> _TEKS BACAAN_
===
» Saat ini menurut IMF dunia akan mendapat lebih banyak kejutan yang akan datang.

» Kerja sama multilateral bantu negara berkembang mendapat penundaan pembayaran utang.

JAKARTA - Dana Moneter Internasional (IMF) menyatakan ekonomi dunia saat ini benar-benar mengalami guncangan yang datang dari berbagai sisi dan belum pernah terjadi sebelumnya.

Direktur Pelaksana IMF, Kristalina Georgieva, mengatakan guncangan ekonomi yang dampaknya dirasakan saat ini berasal dari pandemi Covid-19 yang membuat ekonomi dunia terhenti dan mendorong ke dalam resesi. Dampak tersebut juga memicu respons kebijakan yang belum terjadi sebelumnya.

Georgieva dalam seminar bertajuk Macroeconomic Policy Mix for Stability and Economic Recovery, di Bali, pekan lalu, mengatakan pandemi belum usai, tetapi dunia kini dihadapkan dengan tensi geopolitik Russia-Ukraina, yang menciptakan guncangan selanjutnya.

Tensi geopolitik tersebut berimbas terhadap melonjaknya harga-harga komoditas dunia, dan mempercepat laju inflasi, hingga mendorong bank sentral harus mengambil langkah yang cepat untuk mengendalikannya dengan melakukan normalisasi kebijakan moneter.

Di tengah tren kenaikan suku bunga acuan bank sentral yang tajam, lagi-lagi menimbulkan tantangan tersendiri bagi negara berkembang yang memiliki tingkat utang dalam mata uang dollar karena mereka kesulitan untuk membayar.

"Mereka terimbas pengetatan kondisi keuangan melalui kenaikan suku bunga, tapi di sisi lain, mereka juga terkena apresiasi dollar yang sangat cepat, mempengaruhi perekonomian dunia. Jadi, ini adalah situasi yang sangat berbeda," kata Georgieva.

"Hari ini adalah waktu yang jauh lebih sulit bagi para pembuat kebijakan. Karena kebijakan moneter harus diperketat, tapi kebijakan fiskal harus menyanggah untuk kelompok masyarakat rentan dan dunia usaha. Mereka itu yang terkena dampak pengetatan kebijakan moneter ini," katanya.

Respons kebijakan yang tepat, kata Georgieva, adalah sinkronisasi akomodasi kebijakan moneter dan kebijakan fiskal. Dua kebijakan itu harus dalam arah yang sama dalam memitigasi dampak dari guncangan yang terjadi.

Dengan kata lain, kebijakan moneter dan fiskal masih harus berjalan beriringan, namun saling bertentangan satu sama lain. Artinya, jika kebijakan fiskal tidak dikalibrasi dengan tepat, tidak akan memberikan dukungan yang tepat sasaran.

Begitu pula jika tidak berlabuh dalam kerangka berkelanjutan jangka menengah, dan tanpa diikuti kebijakan moneter yang tepat, hasilnya akan menciptakan lebih banyak tekanan untuk pengetatan kebijakan keuangan.
===
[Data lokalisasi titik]
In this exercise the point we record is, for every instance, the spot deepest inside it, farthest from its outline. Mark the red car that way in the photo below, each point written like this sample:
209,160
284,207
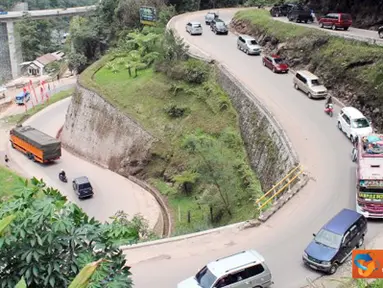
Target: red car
336,21
275,63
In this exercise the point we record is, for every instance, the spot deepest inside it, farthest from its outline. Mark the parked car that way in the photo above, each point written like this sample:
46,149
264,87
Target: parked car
281,10
210,16
194,28
219,27
275,63
248,45
380,32
353,123
336,21
82,187
242,270
309,84
300,14
334,243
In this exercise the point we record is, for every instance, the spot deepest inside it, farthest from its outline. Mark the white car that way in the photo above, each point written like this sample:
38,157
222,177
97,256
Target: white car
353,123
194,28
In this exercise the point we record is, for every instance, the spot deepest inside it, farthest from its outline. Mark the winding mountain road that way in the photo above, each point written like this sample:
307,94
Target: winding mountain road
323,150
112,192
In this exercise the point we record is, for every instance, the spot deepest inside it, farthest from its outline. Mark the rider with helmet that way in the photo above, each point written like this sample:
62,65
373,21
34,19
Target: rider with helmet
328,101
62,173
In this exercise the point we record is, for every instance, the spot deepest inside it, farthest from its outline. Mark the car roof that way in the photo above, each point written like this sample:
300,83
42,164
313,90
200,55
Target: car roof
342,221
353,112
307,74
247,37
226,264
81,180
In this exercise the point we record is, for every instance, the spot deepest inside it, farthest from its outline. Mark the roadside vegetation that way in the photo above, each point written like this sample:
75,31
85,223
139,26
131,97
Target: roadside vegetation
199,162
19,118
353,70
47,240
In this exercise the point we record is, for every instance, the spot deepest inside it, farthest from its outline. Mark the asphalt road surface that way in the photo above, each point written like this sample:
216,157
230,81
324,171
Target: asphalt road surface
323,150
112,191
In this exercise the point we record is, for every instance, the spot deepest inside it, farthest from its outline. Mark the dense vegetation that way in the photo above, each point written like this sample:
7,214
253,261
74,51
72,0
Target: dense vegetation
===
Tulis ulang bagian teks bacaan tentang ekonomi dunia mulai dari "Georgieva dalam seminar" sampai "normalisasi kebijakan moneter.", dan ubah "pekan lalu" menjadi "bulan lalu". Data ini tidak berkaitan dengan teks bacaan.

> _CONTOH PENYELESAIAN_
Georgieva dalam seminar bertajuk Macroeconomic Policy Mix for Stability and Economic Recovery, di Bali, bulan lalu, mengatakan pandemi belum usai, tetapi dunia kini dihadapkan dengan tensi geopolitik Russia-Ukraina, yang menciptakan guncangan selanjutnya.

Tensi geopolitik tersebut berimbas terhadap melonjaknya harga-harga komoditas dunia, dan mempercepat laju inflasi, hingga mendorong bank sentral harus mengambil langkah yang cepat untuk mengendalikannya dengan melakukan normalisasi kebijakan moneter.